(Records from a pointing dataset)
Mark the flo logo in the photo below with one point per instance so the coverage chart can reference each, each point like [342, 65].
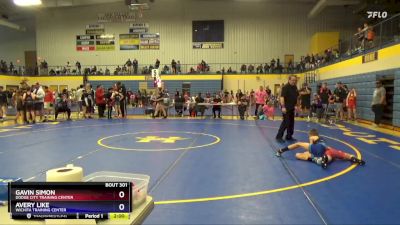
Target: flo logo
[376, 14]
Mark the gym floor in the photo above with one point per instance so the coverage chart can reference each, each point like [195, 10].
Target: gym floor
[221, 171]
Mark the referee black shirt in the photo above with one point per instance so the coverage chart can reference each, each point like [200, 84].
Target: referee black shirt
[290, 94]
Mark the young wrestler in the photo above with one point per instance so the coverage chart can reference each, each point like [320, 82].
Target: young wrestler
[318, 152]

What this task involves: Give back the entire listing above line for line and unchanged, omitting the pictures.

Output for this exercise:
Mark the flo logo in the photo below with one point per instance so the coverage chart can reference each, each point like [342, 65].
Target: flo logo
[376, 14]
Mark the gym floor in the photo above with one point per instance so the coverage chart can reference each, each point like [195, 10].
Target: gym floor
[221, 171]
Mark the referee black shirt in the photo above with one point per instance so the coverage chart can reference each, each point like [200, 84].
Target: referee black shirt
[290, 94]
Mark the young wrestler in the photo above with one point per instance so the coverage chart can reference each, each point like [320, 82].
Target: young wrestler
[318, 152]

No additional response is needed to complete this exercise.